(Records)

--

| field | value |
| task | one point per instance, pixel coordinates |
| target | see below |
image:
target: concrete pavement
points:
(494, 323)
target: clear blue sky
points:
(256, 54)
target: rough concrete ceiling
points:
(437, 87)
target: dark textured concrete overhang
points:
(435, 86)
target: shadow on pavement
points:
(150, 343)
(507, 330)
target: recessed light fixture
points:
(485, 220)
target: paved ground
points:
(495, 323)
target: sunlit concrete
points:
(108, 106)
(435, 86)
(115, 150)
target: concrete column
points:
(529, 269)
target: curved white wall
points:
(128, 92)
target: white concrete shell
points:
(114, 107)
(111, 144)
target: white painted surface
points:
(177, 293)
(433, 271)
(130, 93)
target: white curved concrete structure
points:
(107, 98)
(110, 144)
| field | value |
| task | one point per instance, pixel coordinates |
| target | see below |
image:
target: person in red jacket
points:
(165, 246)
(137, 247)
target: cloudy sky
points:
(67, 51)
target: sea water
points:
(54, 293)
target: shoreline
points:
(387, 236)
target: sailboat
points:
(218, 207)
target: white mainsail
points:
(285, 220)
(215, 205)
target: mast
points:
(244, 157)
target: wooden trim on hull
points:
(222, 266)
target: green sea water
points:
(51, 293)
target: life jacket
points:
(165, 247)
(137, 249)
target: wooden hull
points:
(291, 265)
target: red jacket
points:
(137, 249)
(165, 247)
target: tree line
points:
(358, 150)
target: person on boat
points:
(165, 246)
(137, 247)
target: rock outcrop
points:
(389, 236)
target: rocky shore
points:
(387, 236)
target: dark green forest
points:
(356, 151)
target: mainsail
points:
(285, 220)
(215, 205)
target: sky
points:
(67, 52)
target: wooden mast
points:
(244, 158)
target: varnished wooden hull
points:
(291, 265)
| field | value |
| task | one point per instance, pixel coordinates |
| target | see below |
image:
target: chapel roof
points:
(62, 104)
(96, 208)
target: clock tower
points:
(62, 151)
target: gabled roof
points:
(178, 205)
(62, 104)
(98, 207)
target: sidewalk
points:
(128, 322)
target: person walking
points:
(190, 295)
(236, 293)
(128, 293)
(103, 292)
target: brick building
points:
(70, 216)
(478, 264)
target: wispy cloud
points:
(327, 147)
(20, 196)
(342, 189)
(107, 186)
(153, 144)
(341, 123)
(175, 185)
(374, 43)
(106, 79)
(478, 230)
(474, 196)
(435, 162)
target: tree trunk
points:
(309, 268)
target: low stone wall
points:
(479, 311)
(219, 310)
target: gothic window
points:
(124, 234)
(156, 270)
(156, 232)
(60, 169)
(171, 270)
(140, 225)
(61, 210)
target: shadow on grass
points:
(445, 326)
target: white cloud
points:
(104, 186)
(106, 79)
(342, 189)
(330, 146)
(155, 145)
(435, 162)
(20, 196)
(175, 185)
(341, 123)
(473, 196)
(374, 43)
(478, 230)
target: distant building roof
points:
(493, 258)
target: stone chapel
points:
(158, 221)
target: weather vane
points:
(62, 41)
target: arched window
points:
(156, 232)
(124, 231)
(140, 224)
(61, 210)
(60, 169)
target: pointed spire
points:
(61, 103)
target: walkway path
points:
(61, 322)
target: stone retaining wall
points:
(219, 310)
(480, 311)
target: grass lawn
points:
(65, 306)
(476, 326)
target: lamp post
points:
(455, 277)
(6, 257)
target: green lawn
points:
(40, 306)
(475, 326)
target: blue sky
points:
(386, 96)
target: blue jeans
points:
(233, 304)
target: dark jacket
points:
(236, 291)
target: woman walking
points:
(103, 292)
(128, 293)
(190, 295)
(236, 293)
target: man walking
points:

--

Exercise directions: Transcribe the whole listing with nothing added or left out.

Worked answer:
| field | value |
| task | one point per instance, pixel coordinates |
| target | see below |
image:
target: concrete pavement
points:
(494, 323)
target: clear blue sky
points:
(256, 54)
target: rough concrete ceiling
points:
(437, 87)
target: dark textured concrete overhang
points:
(435, 86)
target: shadow on pavement
points:
(150, 343)
(507, 330)
target: recessed light fixture
points:
(485, 220)
target: paved ground
points:
(495, 323)
target: sunlit concrete
points:
(108, 106)
(435, 86)
(115, 150)
target: concrete column
points:
(529, 269)
target: curved white wall
points:
(128, 92)
target: white concrete shell
points:
(114, 107)
(111, 144)
target: white painted surface
points:
(177, 293)
(433, 271)
(130, 93)
target: white curved concrete structure
points:
(107, 98)
(110, 144)
| field | value |
| task | one point per instance, pixel coordinates |
| target | see below |
image:
target: person in red jacket
points:
(165, 246)
(137, 247)
target: cloudy sky
points:
(67, 51)
target: sea water
points:
(54, 293)
target: shoreline
points:
(387, 236)
target: sailboat
points:
(218, 207)
target: white mainsail
points:
(285, 220)
(215, 205)
target: mast
points:
(244, 157)
target: wooden trim on hull
points:
(222, 266)
target: green sea water
points:
(51, 293)
target: life jacket
points:
(165, 247)
(137, 249)
target: wooden hull
points:
(291, 265)
target: red jacket
points:
(137, 249)
(165, 247)
target: tree line
points:
(358, 150)
target: person on boat
points:
(165, 246)
(137, 247)
target: rock outcrop
points:
(389, 236)
target: rocky shore
points:
(387, 236)
target: dark green forest
points:
(356, 151)
target: mainsail
points:
(285, 220)
(215, 205)
target: sky
points:
(67, 52)
target: wooden mast
points:
(244, 158)
target: varnished wooden hull
points:
(291, 265)
| field | value |
| task | one point per instance, pixel coordinates |
| target | see below |
image:
target: chapel roof
points:
(62, 104)
(96, 208)
target: clock tower
points:
(62, 151)
target: gabled roof
points:
(178, 205)
(62, 104)
(98, 207)
target: sidewalk
points:
(128, 322)
target: person walking
points:
(190, 295)
(236, 293)
(128, 293)
(103, 292)
target: brick building
points:
(70, 216)
(478, 264)
target: wispy cloud
points:
(327, 147)
(20, 196)
(342, 189)
(107, 186)
(153, 144)
(341, 123)
(175, 185)
(374, 43)
(106, 79)
(478, 230)
(474, 196)
(435, 162)
target: tree trunk
points:
(309, 268)
target: low stone wall
points:
(479, 311)
(219, 310)
target: gothic window
points:
(124, 234)
(156, 270)
(156, 232)
(60, 169)
(171, 270)
(140, 225)
(61, 210)
target: shadow on grass
points:
(445, 326)
target: white cloud
points:
(104, 186)
(106, 79)
(342, 189)
(330, 146)
(155, 145)
(435, 162)
(20, 196)
(175, 185)
(341, 123)
(473, 196)
(374, 43)
(478, 230)
target: distant building roof
points:
(493, 258)
target: stone chapel
points:
(158, 221)
target: weather vane
points:
(62, 41)
target: arched window
points:
(156, 232)
(124, 231)
(140, 224)
(61, 210)
(60, 169)
target: pointed spire
points:
(61, 103)
target: walkway path
points:
(61, 322)
target: stone retaining wall
points:
(219, 310)
(480, 311)
target: grass lawn
points:
(65, 306)
(476, 326)
target: lamp post
points:
(455, 277)
(6, 257)
target: green lawn
points:
(40, 306)
(475, 326)
target: blue sky
points:
(386, 96)
target: blue jeans
points:
(233, 304)
target: dark jacket
points:
(236, 291)
target: woman walking
points:
(103, 292)
(128, 293)
(190, 295)
(236, 293)
target: man walking
points:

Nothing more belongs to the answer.